(Named region outline records)
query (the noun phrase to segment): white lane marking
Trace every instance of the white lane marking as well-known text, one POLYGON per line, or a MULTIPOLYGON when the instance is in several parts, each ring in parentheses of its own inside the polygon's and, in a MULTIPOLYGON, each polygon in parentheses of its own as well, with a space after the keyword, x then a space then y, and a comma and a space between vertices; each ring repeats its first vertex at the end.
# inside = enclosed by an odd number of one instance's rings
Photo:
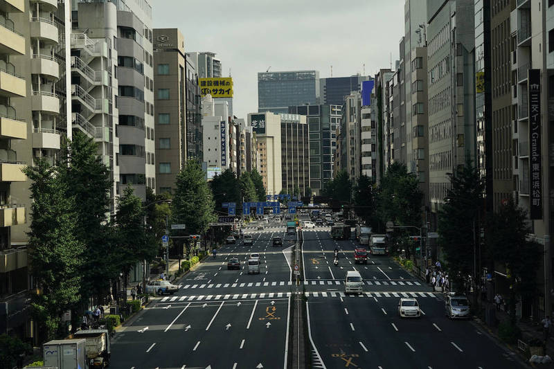
POLYGON ((198 348, 198 345, 199 345, 199 344, 200 344, 200 341, 199 341, 198 342, 196 343, 196 345, 195 345, 195 348, 193 349, 193 351, 196 351, 196 349, 198 348))
POLYGON ((364 350, 366 352, 367 352, 368 351, 368 349, 367 349, 367 348, 366 348, 366 346, 364 346, 364 343, 362 343, 361 341, 360 341, 359 342, 358 342, 358 343, 359 343, 359 345, 360 345, 360 346, 361 346, 361 348, 363 348, 363 349, 364 349, 364 350))
POLYGON ((183 309, 183 310, 181 310, 181 312, 180 312, 180 313, 179 313, 179 315, 177 315, 177 316, 175 317, 175 319, 173 319, 173 321, 172 321, 172 322, 171 322, 171 323, 170 323, 170 325, 168 325, 168 327, 167 327, 167 328, 166 328, 166 330, 164 330, 163 332, 168 332, 168 330, 169 330, 169 329, 171 327, 171 326, 172 326, 172 325, 173 325, 173 323, 175 323, 175 321, 177 321, 177 320, 179 318, 179 316, 181 316, 181 314, 182 314, 184 312, 185 312, 185 310, 186 310, 187 307, 188 307, 189 306, 190 306, 190 303, 188 303, 188 305, 186 305, 186 306, 185 307, 185 308, 184 308, 184 309, 183 309))
MULTIPOLYGON (((221 305, 220 305, 220 307, 217 309, 217 311, 215 312, 215 314, 213 314, 213 316, 212 317, 212 320, 210 321, 209 324, 208 324, 208 326, 206 327, 206 330, 208 330, 210 329, 210 326, 212 325, 212 323, 213 323, 213 321, 215 320, 215 317, 217 316, 217 313, 220 312, 220 310, 221 310, 221 308, 223 307, 223 304, 224 304, 224 303, 225 303, 225 301, 222 301, 221 305)), ((200 341, 199 341, 198 342, 199 343, 200 341)))
POLYGON ((146 352, 150 352, 150 350, 152 350, 152 348, 153 348, 153 347, 154 347, 154 346, 155 346, 155 345, 156 345, 156 343, 154 342, 154 343, 152 343, 152 346, 150 346, 150 347, 149 347, 149 348, 148 348, 148 350, 146 350, 146 352))
POLYGON ((406 346, 408 346, 409 348, 410 348, 410 350, 411 350, 413 352, 416 352, 416 350, 413 350, 413 347, 411 347, 411 346, 410 345, 410 344, 409 344, 409 343, 407 343, 407 342, 406 342, 406 341, 404 341, 404 343, 406 343, 406 346))
MULTIPOLYGON (((252 308, 252 314, 250 314, 250 319, 248 321, 248 325, 247 325, 247 329, 250 329, 250 324, 252 323, 252 318, 254 316, 254 312, 256 311, 256 307, 258 305, 258 300, 256 300, 254 303, 254 307, 252 308)), ((287 325, 288 327, 288 325, 287 325)), ((288 336, 288 335, 287 335, 288 336)))
POLYGON ((385 277, 386 277, 387 278, 388 278, 388 280, 391 280, 391 278, 390 278, 388 276, 387 276, 387 275, 386 275, 386 273, 384 271, 382 271, 382 269, 381 268, 379 268, 379 267, 377 267, 377 269, 379 269, 379 271, 381 271, 381 273, 382 273, 383 274, 384 274, 384 275, 385 275, 385 277))
POLYGON ((463 352, 463 350, 462 350, 461 348, 460 348, 458 346, 458 345, 456 345, 456 343, 454 343, 454 342, 452 342, 452 341, 450 342, 450 343, 452 343, 452 345, 453 345, 454 347, 455 347, 456 348, 457 348, 457 349, 458 349, 458 351, 459 351, 460 352, 463 352))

* [Written task]: Can you write out the records again, requests included, from their start through the line that contains "POLYGON ((198 348, 198", with every coordinate in the answers multiplied by 1.25 and rounded to a whole number, halves going up? Leave the pictures out.

* [Output of the task]:
query (the noun phrase to segment): white lane marking
Trace every instance of the white lane marking as well-known text, one POLYGON per line, or a MULTIPOLYGON when the instance is in several parts, each ring in parentheses of its own inside the polygon's and, in a MULTIPOLYGON, each polygon in parentheses of its own as well, with a space after the keyword, x then a space then y, and a comma and a space between vertices; each ring repeats its first vertex at the end.
# inside = enclosed by an odd number of one instance's rings
Photo:
POLYGON ((248 435, 248 431, 249 431, 249 430, 250 430, 250 426, 249 426, 248 428, 245 429, 245 431, 244 431, 244 435, 241 436, 241 439, 245 439, 245 436, 248 435))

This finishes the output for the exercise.